* Start ROWS *

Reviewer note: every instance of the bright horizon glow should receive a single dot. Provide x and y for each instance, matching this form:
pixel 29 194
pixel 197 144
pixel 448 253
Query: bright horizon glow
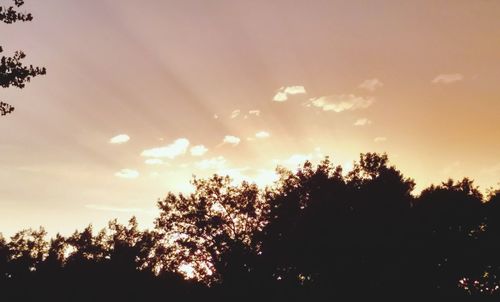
pixel 139 98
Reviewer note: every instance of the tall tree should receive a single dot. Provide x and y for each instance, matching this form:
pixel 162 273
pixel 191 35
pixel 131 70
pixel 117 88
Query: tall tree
pixel 12 70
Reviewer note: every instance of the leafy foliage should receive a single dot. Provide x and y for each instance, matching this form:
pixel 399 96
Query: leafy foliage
pixel 12 71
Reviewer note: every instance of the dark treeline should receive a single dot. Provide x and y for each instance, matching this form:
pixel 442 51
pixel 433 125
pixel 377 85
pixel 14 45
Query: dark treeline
pixel 319 234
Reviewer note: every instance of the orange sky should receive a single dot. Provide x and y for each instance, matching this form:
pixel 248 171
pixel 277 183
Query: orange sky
pixel 198 87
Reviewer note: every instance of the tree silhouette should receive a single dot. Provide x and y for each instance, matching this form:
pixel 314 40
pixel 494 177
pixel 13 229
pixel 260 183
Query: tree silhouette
pixel 212 230
pixel 12 70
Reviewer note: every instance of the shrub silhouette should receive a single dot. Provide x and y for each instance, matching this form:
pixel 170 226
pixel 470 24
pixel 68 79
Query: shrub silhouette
pixel 317 234
pixel 12 70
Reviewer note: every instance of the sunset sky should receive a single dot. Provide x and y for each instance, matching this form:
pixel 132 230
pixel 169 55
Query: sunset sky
pixel 140 95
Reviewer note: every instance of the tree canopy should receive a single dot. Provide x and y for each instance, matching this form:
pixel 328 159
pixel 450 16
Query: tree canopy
pixel 318 233
pixel 12 70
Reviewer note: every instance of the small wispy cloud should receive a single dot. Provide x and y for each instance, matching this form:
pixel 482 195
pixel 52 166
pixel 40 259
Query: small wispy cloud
pixel 452 169
pixel 119 139
pixel 178 147
pixel 153 161
pixel 371 84
pixel 283 93
pixel 231 140
pixel 109 208
pixel 340 103
pixel 213 163
pixel 448 78
pixel 262 134
pixel 235 114
pixel 127 173
pixel 198 150
pixel 254 112
pixel 493 170
pixel 362 122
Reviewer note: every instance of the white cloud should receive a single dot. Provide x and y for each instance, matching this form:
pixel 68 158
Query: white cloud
pixel 235 113
pixel 254 112
pixel 119 139
pixel 262 134
pixel 127 173
pixel 296 160
pixel 214 163
pixel 362 122
pixel 284 92
pixel 343 102
pixel 178 147
pixel 371 84
pixel 198 150
pixel 492 170
pixel 232 140
pixel 153 161
pixel 448 78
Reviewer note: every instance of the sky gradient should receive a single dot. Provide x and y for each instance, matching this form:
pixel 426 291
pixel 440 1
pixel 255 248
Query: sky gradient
pixel 141 95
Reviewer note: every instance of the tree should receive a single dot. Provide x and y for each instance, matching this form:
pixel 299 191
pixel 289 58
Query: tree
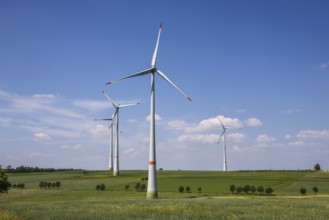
pixel 246 188
pixel 317 167
pixel 253 189
pixel 58 184
pixel 232 188
pixel 137 186
pixel 143 187
pixel 315 190
pixel 239 189
pixel 268 191
pixel 4 183
pixel 260 189
pixel 302 191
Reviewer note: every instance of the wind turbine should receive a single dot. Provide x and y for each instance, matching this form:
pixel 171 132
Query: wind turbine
pixel 152 191
pixel 111 141
pixel 116 116
pixel 223 135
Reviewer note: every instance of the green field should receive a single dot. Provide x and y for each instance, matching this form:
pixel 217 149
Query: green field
pixel 77 198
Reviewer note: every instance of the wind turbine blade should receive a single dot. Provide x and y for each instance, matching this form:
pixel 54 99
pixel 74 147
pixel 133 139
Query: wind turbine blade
pixel 108 97
pixel 141 73
pixel 103 119
pixel 154 58
pixel 220 122
pixel 221 137
pixel 171 83
pixel 126 105
pixel 114 114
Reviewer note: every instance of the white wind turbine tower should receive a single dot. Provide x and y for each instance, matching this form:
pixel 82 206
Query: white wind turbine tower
pixel 111 140
pixel 116 116
pixel 152 191
pixel 223 135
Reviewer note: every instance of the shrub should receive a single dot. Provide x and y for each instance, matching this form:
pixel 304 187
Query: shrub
pixel 239 189
pixel 302 191
pixel 260 189
pixel 232 188
pixel 269 191
pixel 246 188
pixel 253 189
pixel 137 187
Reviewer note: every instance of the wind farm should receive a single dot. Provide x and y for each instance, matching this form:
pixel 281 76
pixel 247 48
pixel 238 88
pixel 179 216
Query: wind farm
pixel 152 190
pixel 263 67
pixel 115 116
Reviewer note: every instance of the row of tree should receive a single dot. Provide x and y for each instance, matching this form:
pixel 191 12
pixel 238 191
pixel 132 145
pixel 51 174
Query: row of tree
pixel 48 185
pixel 303 190
pixel 181 189
pixel 100 187
pixel 247 188
pixel 19 185
pixel 4 183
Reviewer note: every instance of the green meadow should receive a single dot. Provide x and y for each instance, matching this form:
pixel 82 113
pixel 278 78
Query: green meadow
pixel 77 198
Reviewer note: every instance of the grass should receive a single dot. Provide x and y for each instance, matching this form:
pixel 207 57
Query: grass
pixel 78 198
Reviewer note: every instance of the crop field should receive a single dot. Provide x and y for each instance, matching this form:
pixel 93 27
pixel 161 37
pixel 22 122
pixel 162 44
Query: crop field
pixel 77 197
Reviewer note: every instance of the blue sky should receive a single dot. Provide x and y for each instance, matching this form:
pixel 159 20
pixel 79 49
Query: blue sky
pixel 260 65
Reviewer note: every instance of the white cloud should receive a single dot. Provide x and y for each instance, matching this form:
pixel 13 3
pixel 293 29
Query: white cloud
pixel 199 138
pixel 99 131
pixel 45 96
pixel 42 137
pixel 157 117
pixel 313 134
pixel 324 65
pixel 93 105
pixel 178 125
pixel 254 122
pixel 6 122
pixel 292 111
pixel 240 110
pixel 236 137
pixel 39 154
pixel 265 138
pixel 297 144
pixel 214 123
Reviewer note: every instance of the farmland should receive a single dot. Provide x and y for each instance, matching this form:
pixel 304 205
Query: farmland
pixel 77 198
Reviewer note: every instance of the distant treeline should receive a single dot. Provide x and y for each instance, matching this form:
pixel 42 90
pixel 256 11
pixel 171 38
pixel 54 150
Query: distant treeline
pixel 275 171
pixel 24 169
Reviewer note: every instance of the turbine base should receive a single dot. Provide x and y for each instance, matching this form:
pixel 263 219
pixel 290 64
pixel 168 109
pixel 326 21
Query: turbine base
pixel 152 195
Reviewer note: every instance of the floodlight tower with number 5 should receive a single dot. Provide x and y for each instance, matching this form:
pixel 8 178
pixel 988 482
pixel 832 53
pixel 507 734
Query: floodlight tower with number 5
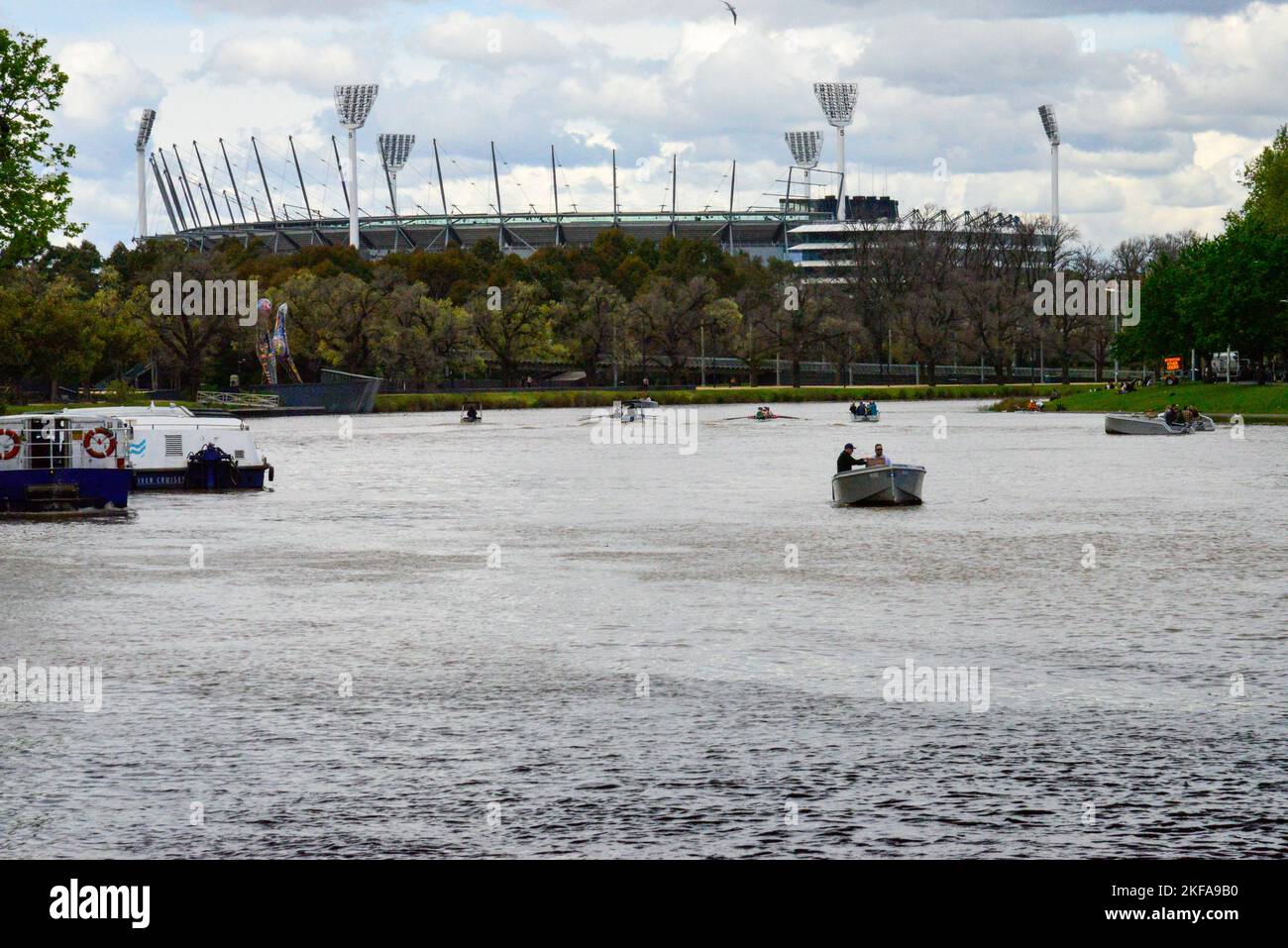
pixel 837 101
pixel 146 123
pixel 353 104
pixel 1052 130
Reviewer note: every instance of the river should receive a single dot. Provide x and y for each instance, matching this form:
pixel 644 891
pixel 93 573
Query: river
pixel 506 639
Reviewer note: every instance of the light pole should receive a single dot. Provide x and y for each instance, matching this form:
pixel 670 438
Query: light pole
pixel 837 101
pixel 146 123
pixel 805 147
pixel 353 104
pixel 1052 130
pixel 394 151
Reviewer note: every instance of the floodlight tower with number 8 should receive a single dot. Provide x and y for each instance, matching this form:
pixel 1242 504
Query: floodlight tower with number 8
pixel 804 147
pixel 394 151
pixel 146 123
pixel 837 101
pixel 353 104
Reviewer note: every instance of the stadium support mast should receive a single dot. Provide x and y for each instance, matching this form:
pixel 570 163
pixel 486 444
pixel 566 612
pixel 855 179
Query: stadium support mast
pixel 165 197
pixel 733 179
pixel 228 165
pixel 263 178
pixel 187 187
pixel 554 181
pixel 674 163
pixel 353 104
pixel 206 179
pixel 174 193
pixel 1052 128
pixel 837 101
pixel 500 220
pixel 442 193
pixel 141 142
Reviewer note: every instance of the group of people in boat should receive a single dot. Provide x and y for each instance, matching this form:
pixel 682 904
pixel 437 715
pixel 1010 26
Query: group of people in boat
pixel 1175 415
pixel 848 462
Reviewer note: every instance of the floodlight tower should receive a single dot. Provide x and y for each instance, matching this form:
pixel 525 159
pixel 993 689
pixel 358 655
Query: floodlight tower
pixel 146 123
pixel 1052 130
pixel 394 151
pixel 353 104
pixel 805 147
pixel 837 101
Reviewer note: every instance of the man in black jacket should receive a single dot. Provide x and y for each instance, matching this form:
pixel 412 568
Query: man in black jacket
pixel 848 462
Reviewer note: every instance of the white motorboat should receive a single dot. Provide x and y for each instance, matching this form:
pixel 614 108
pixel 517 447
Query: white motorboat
pixel 1122 423
pixel 165 437
pixel 888 484
pixel 632 410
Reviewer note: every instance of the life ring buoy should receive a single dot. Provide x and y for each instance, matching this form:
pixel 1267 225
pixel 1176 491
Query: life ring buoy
pixel 91 440
pixel 14 447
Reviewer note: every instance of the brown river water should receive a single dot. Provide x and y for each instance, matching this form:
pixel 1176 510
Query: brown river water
pixel 506 639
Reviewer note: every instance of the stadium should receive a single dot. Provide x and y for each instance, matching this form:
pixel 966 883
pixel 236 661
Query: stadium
pixel 268 194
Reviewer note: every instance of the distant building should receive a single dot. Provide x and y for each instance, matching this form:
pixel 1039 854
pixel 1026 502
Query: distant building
pixel 831 245
pixel 857 207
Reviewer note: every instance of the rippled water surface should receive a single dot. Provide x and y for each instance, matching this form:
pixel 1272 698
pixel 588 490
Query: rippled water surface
pixel 505 710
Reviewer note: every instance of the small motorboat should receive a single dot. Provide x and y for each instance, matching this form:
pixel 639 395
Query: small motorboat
pixel 632 408
pixel 1122 423
pixel 764 414
pixel 52 464
pixel 889 484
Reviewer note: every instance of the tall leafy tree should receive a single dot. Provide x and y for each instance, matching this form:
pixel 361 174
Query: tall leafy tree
pixel 35 188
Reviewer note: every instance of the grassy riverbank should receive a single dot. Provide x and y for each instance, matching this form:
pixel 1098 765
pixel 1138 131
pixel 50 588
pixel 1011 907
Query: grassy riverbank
pixel 1254 402
pixel 590 398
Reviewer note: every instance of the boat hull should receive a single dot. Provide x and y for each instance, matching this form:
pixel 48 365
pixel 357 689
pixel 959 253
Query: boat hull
pixel 893 484
pixel 1141 424
pixel 249 478
pixel 64 491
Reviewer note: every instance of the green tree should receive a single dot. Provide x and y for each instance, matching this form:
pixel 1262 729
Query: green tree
pixel 1266 179
pixel 514 326
pixel 35 193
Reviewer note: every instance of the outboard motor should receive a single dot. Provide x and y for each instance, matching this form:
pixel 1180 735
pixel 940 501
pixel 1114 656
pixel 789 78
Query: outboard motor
pixel 211 469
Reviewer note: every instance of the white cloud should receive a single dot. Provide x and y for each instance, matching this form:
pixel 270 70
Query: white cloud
pixel 1151 120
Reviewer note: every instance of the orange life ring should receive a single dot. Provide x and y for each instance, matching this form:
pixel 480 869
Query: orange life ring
pixel 88 443
pixel 16 447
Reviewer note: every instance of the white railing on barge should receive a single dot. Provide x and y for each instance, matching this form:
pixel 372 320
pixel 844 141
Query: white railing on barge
pixel 239 399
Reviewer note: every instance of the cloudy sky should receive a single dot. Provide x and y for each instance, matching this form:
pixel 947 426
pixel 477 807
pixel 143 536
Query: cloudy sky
pixel 1159 101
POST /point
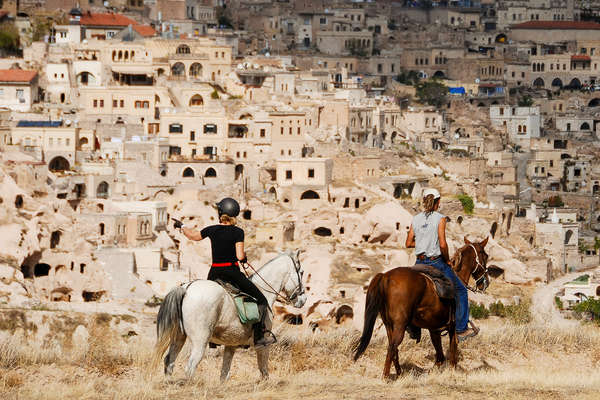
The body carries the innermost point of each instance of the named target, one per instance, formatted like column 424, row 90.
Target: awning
column 133, row 69
column 457, row 90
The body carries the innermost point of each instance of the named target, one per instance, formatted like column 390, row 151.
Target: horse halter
column 482, row 278
column 298, row 291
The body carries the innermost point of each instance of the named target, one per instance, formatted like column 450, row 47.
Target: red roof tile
column 557, row 25
column 109, row 19
column 144, row 30
column 17, row 75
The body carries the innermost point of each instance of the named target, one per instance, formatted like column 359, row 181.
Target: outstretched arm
column 442, row 239
column 191, row 234
column 410, row 239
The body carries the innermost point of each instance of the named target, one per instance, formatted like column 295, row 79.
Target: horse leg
column 227, row 357
column 453, row 348
column 198, row 348
column 436, row 340
column 395, row 337
column 171, row 356
column 262, row 356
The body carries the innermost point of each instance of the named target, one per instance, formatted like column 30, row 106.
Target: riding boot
column 260, row 329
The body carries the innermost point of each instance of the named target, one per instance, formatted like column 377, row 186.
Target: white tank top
column 425, row 228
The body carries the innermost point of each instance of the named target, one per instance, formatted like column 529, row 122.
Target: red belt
column 225, row 264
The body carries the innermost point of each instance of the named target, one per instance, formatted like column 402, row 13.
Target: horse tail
column 169, row 322
column 374, row 305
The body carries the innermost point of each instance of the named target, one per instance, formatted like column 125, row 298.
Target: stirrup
column 266, row 341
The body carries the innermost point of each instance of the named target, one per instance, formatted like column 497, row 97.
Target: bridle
column 482, row 278
column 284, row 297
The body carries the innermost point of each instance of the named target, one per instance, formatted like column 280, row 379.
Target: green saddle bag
column 247, row 309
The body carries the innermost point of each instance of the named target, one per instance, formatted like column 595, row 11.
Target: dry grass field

* End ROWS *

» **EXERCISE AIM**:
Copy the records word for word, starting at their first line and stopping after the line that contains "pixel 139 98". Leave the pictures out of your copy.

» **WRITTEN REPLY**:
Reviewer note: every instance of the bright horizon glow should receive a single dot. Provide x and y for each instance, matching this form:
pixel 29 194
pixel 197 144
pixel 448 253
Query: bright horizon glow
pixel 139 98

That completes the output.